» Extrait fourni
____________

19 jan 2017 Fesih et sa vision du monde !
Avant même de le connaître, l’homme contacté sur Couchsurfing s’avère être spontané. Nous lui avions demandé de rester six jours chez lui, sur la ville de Erzurum dans le nord-est de la Turquie, le temps pour nous d’obtenir nos visas pour l’Iran. « Pas de problème ! » nous a-t-il répondu, et de prime en français ! Il faut dire que Fesih a vécu 12 années dans l’Hexagone et qu’il y est resté très attaché. Architecte de son état, il loue maintenant des appartements pour étudiants dans l’immeuble qu’il a réalisé tout près de l’Université.
Fesih fait partie de la communauté kurde. Son village natal se situe plus au sud dans les montagnes à 1 heure 30 de route. Mais ce que nous ne savions pas, lorsqu’il nous installe au rez-de-jardin dans un petit deux pièces qu’il loue à l’un de ses compatriotes, étudiant en droit, c’est qu’il serait au quotidien notre guide dévoué et cela plus de deux semaines durant.

____________

D'après l'extrait fourni, combien d'années Fesih a-t-il vécu dans l'Hexagone ?

____________

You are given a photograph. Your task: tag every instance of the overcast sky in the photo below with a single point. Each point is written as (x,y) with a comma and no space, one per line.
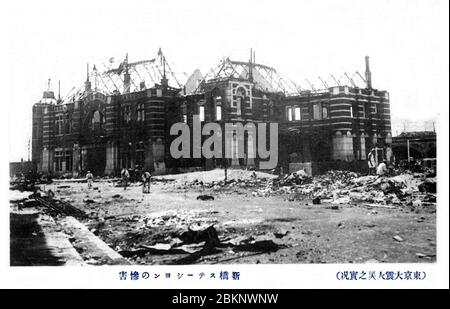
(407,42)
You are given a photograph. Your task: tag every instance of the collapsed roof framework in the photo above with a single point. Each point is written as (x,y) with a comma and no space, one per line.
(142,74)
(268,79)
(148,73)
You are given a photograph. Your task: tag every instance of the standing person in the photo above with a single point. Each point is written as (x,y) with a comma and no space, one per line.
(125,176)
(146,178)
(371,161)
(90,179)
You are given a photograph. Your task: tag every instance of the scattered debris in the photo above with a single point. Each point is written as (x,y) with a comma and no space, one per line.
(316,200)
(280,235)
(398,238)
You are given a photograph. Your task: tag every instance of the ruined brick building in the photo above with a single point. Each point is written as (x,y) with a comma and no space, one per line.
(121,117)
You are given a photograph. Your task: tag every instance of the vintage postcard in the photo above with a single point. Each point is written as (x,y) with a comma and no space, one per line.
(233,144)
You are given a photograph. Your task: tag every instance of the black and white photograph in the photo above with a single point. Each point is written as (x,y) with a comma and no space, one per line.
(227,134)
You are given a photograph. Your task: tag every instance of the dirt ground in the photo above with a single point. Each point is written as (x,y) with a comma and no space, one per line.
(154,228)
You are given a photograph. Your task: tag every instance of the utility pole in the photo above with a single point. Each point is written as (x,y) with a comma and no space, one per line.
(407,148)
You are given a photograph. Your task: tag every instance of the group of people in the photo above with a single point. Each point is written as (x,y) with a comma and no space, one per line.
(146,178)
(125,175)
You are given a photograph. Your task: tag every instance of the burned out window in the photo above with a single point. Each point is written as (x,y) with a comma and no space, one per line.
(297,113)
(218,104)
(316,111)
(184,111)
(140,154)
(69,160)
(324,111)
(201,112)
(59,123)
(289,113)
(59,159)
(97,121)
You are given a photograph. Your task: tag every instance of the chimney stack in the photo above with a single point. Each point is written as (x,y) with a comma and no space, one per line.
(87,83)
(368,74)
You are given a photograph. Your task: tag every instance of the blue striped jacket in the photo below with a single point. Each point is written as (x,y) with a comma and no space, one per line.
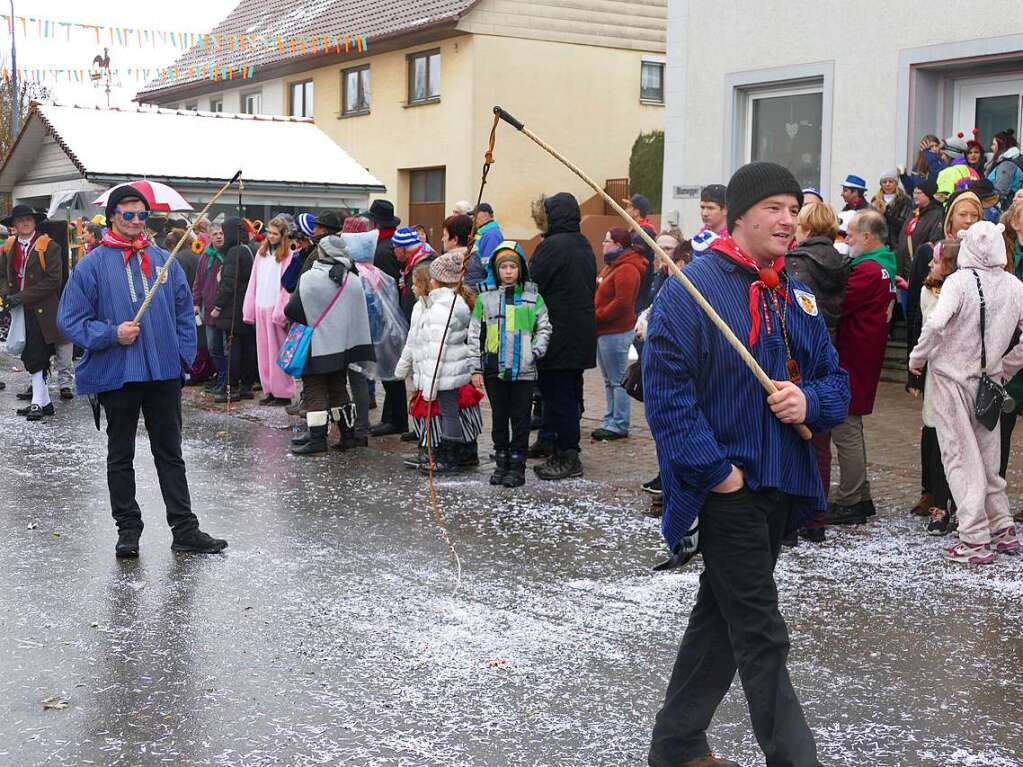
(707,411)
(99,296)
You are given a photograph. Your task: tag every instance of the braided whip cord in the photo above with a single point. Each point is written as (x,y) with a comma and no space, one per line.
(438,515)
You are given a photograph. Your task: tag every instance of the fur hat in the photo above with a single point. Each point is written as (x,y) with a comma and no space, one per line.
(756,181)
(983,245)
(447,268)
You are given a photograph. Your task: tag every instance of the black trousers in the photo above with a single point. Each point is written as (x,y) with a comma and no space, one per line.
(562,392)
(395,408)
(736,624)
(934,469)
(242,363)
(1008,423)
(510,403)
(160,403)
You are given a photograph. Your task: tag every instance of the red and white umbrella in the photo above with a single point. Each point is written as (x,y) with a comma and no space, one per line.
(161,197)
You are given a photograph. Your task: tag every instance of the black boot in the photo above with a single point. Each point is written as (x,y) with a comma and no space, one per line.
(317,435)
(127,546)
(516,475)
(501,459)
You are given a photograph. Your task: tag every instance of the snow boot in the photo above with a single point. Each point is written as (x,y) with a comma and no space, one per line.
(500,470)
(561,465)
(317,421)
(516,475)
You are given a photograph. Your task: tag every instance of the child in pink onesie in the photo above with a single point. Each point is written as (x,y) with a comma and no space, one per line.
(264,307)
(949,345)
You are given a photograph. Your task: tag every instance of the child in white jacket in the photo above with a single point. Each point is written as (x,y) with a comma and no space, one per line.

____________

» Réponse complète
Fesih a vécu 12 années dans l'Hexagone.